The next millennium is made in the image of such concerns. 69 per cent of Americans believe in angels and 46 per cent claim to have their own guardian angel. For Bloom, these figures are not monstrous specimens for clever-clever cultural analysis; he simply notes that "all of them have distinguished forerunners in venerable traditions". He seeks to recover these traditions. The purpose of Bloom's book is to "raise up and illuminate these appearances in order to save them, by returning them to the interpretative wisdom of the Christian Gnostics, Muslim Sufis, and Jewish Kabbalists".

The cosmology of the pre-industrial West becomes alive. "How is it that Ezekiel and Daniel, and the Gnostic, Sufi, and Kabbalist sages and Saint Francis and Saint Teresa and Joseph Smith, could see angels, and we cannot?" Bloom does not doubt that Zoroaster and Smith saw and heard angels (though he is more sceptical of many current encounters - angels now seem too promiscuous), but why have miracles and angels fled (or been exiled from) our intellectual and artistic life?

So Bloom is offering to explain gnosis to those who may have experienced it, yet do not know what they know - who, it turns out, might be most of America. The country is in a fit of Gnostic rage and misery, typified by the anxiety of Generation X: "the burdens of a society that is weary with its sense of belatedness, or 'aftering', a malaise that hints to us that we somehow have arrived after the event."

Gnosticism is derived from the Greek gnosis - knowledge (hence its more familiar opposite, "agnostic" - knowing nothing about ultimate reality). The aim is to know God through knowing oneself. The Gnostic begins in melancholia - a sense of having been thrown into this existence - but this heaviness is lightened by the recognition of an ancient and divine spark in the self: the activity of self-knowledge reveals one's divinity, and at the same time one's capacity for self-knowledge confirms it. Dreams, revelation, ecstasy, inspiration - all guarantee one's primordial godliness. The book is peppered with angels of the most colourful and polemical theology. Bloom charts the influence of Zoroastrianism (c.1500 bc) on Judaism, Christianity, and Islam, and suggests that as angels originated in the Iranian millennial religion, so they now return. The Zoroastrian angels, canonised by the Jews, were watchers or messengers, terrible and divine, powerful and wilful creatures who lusted after women.

▶ Your objective
Answer these questions from the review of Bloom's book on angels:
(a) What percentage of Americans claim to have their own guardian angel?
(b) What Greek word is Gnosticism derived from, and what does that word mean?
(c) In which religion does Bloom suggest angels originated?

▶ Dataset content
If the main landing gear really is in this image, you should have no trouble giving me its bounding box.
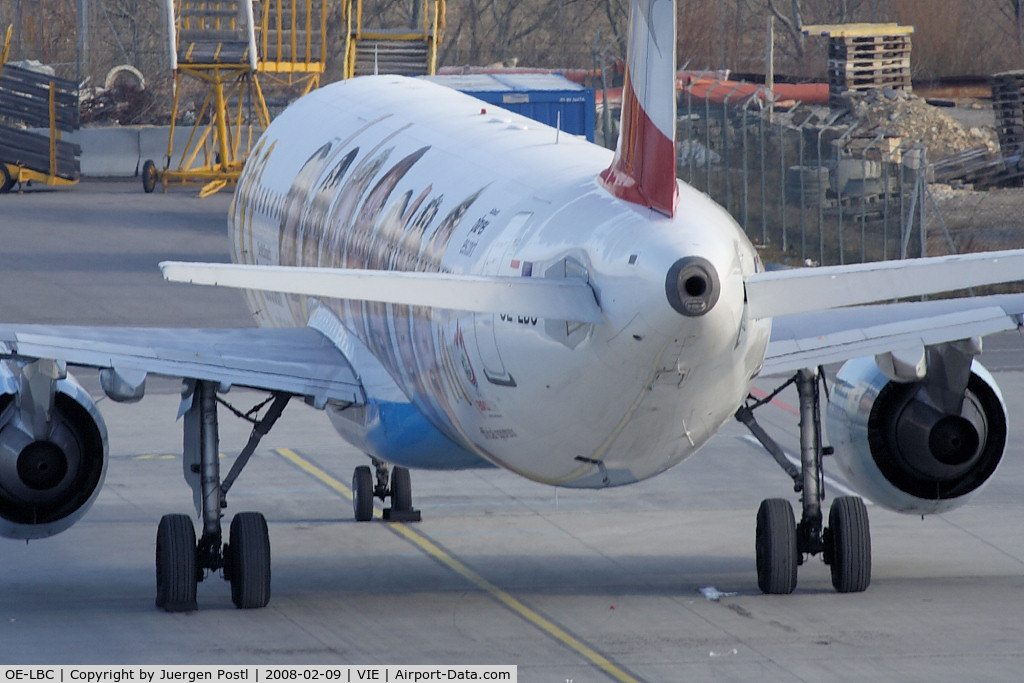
[352,458,421,522]
[157,381,291,611]
[736,370,871,594]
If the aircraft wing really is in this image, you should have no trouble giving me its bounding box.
[0,325,365,405]
[761,294,1024,375]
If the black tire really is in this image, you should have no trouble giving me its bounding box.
[826,496,871,593]
[157,515,199,612]
[0,164,14,195]
[755,498,800,595]
[225,512,270,609]
[352,465,374,522]
[142,159,158,195]
[391,467,413,512]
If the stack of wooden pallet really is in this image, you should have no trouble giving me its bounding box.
[989,71,1024,163]
[0,65,82,191]
[803,24,913,106]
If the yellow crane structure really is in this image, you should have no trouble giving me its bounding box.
[142,0,328,197]
[342,0,445,78]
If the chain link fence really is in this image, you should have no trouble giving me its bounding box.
[677,82,1024,265]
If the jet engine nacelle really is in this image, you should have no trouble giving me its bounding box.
[825,358,1007,514]
[0,360,108,540]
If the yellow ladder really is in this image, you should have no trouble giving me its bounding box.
[148,0,327,197]
[342,0,445,78]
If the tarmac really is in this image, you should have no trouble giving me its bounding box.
[0,180,1024,683]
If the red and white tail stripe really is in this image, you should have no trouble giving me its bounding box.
[601,0,677,216]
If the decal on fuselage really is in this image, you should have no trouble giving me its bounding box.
[233,117,515,456]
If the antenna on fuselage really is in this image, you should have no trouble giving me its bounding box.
[601,0,677,216]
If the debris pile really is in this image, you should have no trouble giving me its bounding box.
[843,88,999,162]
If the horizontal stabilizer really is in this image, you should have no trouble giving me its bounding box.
[746,250,1024,318]
[160,261,601,323]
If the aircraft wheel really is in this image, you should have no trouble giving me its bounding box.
[225,512,270,609]
[391,467,413,512]
[157,515,199,612]
[352,465,374,522]
[824,496,871,593]
[755,498,800,595]
[142,159,158,195]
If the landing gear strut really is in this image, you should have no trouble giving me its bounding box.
[736,370,871,594]
[157,381,291,611]
[352,458,422,522]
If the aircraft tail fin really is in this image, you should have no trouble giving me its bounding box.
[601,0,677,216]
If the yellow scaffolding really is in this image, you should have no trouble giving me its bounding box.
[142,0,327,197]
[342,0,445,78]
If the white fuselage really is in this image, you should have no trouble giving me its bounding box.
[229,76,769,486]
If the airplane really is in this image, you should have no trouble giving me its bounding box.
[0,0,1024,611]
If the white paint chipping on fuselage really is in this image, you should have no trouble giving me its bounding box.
[229,76,769,486]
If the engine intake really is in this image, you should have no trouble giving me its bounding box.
[826,358,1007,514]
[0,361,108,539]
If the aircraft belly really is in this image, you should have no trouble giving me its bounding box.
[229,77,767,486]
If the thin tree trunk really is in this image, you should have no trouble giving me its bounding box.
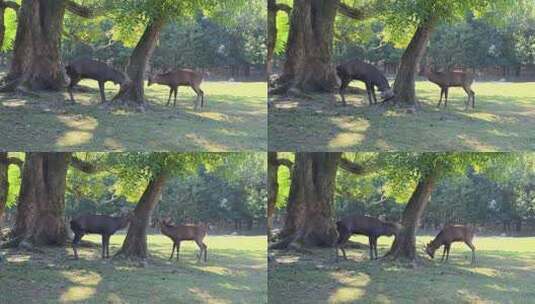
[0,152,9,225]
[272,153,341,249]
[113,19,165,105]
[267,152,279,240]
[272,0,339,94]
[116,173,167,259]
[394,17,436,106]
[386,172,437,261]
[12,152,71,245]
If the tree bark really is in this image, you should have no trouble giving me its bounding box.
[0,152,9,224]
[0,0,68,91]
[394,17,436,106]
[267,152,292,240]
[272,153,341,249]
[12,152,71,245]
[0,152,22,224]
[116,173,167,259]
[386,169,438,261]
[272,0,339,94]
[266,0,292,75]
[113,19,165,105]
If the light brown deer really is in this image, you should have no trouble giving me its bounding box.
[159,219,208,262]
[425,225,476,264]
[148,69,204,110]
[420,66,476,109]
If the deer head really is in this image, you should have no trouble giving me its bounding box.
[425,242,437,259]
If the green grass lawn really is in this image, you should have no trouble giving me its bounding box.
[0,80,267,151]
[0,235,267,304]
[268,236,535,304]
[268,81,535,151]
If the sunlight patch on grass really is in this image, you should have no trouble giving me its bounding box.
[189,288,230,304]
[328,287,366,303]
[56,131,93,147]
[60,286,96,303]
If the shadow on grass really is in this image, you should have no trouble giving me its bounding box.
[268,246,535,303]
[0,81,267,151]
[0,236,266,303]
[268,83,535,151]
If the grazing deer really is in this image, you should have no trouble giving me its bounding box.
[420,66,476,109]
[71,213,134,259]
[159,220,208,262]
[336,215,401,260]
[65,59,130,103]
[425,225,476,264]
[336,59,394,106]
[148,69,204,110]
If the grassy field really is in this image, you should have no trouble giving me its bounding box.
[269,236,535,304]
[0,235,267,304]
[0,80,267,151]
[268,81,535,151]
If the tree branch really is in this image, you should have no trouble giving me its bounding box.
[0,1,20,11]
[338,1,374,20]
[65,0,96,18]
[71,156,102,174]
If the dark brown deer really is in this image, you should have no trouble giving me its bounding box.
[425,225,476,264]
[336,59,394,106]
[71,213,134,259]
[160,220,208,262]
[336,215,401,260]
[65,59,130,103]
[148,69,204,110]
[420,66,476,109]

▶ Full response
(a) 46 percent.
(b) Gnosis, meaning knowledge.
(c) Zoroastrianism, the Iranian millennial religion.